> Your task
Write out these lines again, replacing every occurrence of "basket" with "crate" and leaving everything else as it is.

>> begin

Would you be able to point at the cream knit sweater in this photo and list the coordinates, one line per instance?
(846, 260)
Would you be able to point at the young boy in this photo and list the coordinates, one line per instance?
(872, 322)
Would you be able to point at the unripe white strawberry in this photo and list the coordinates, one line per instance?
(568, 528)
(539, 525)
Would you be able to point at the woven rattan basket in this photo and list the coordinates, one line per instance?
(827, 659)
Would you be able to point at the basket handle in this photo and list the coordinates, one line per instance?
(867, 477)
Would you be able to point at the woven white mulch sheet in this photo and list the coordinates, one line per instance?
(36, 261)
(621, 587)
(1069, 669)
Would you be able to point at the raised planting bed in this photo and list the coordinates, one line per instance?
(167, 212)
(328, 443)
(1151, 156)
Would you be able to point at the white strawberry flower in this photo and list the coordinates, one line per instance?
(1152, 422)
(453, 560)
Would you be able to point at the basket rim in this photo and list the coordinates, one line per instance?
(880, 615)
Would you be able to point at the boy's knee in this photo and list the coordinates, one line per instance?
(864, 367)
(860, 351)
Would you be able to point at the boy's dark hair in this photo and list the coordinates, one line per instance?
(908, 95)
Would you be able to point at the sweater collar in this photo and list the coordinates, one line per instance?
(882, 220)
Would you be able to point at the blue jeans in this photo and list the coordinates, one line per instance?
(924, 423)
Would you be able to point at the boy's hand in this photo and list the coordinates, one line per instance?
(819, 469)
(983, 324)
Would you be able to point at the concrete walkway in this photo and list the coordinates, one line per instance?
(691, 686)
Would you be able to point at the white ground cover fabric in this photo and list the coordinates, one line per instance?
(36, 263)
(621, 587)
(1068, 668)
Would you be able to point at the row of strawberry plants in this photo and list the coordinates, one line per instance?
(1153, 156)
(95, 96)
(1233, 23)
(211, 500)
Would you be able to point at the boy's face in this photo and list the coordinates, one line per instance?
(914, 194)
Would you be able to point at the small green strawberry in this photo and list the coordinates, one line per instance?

>> end

> Full output
Would you be able to point at the cream knit sweater in this photo and list the coordinates, one line per instance?
(846, 260)
Would you be able to point at the young boy in this photo and list the coordinates, one line per instance?
(872, 322)
Would you be able to point at the unripe white strawberry in this photo and list the coordinates, one line per instance?
(568, 528)
(539, 525)
Would you be able to point at the woven rattan crate in this photo and list the coordinates, one line per instance?
(827, 659)
Would you be able to point at the crate handle in this photo and list the coordinates, one line per instance?
(867, 477)
Would you be able to point at the woven white mulch sheet in this photo and list the coordinates, one line per instance?
(36, 261)
(621, 587)
(1069, 669)
Would you be able to point at the raised planting bed in this photo and list the coordinates, one line per instance?
(167, 212)
(328, 443)
(1151, 156)
Would you be able to point at the white strawberry flower in this photo and list the coordinates, one line per instance?
(1152, 422)
(453, 560)
Would you be able to point at the crate rim in this photo and list the coordinates, one line per instance?
(880, 615)
Would you be able to point at the boy's knee in this photo and list the coordinates, one line per instance?
(864, 367)
(860, 351)
Would you be able to point at the boy's dark hair in this photo and list the coordinates, one line per instance?
(908, 95)
Would you be able to point at the sweater collar in this photo and list the coordinates, one line per instance?
(882, 220)
Would you be able to point at the blue jeans in this photo and list the coordinates, one line per instance?
(924, 423)
Would you be able to point at the boy's hand in this photo and list the coordinates, one line per instance?
(819, 469)
(983, 324)
Would you be able to point at the concrete walkway in this photo and list the coordinates, one line per instance?
(691, 686)
Would you be able to point at the white ground cover fabric in this photo and list the coordinates, one line per instance?
(36, 263)
(621, 587)
(1068, 668)
Would you be able to point at the row of strawberry plants in this photo and list the coordinates, one line per instance?
(1153, 156)
(95, 96)
(1233, 23)
(211, 500)
Would you be able to point at the boy's face in this photo and list the coordinates, one line per instance?
(914, 194)
Would you be able to point at the small green strawberry in this photo and list the coordinates, one line per instance?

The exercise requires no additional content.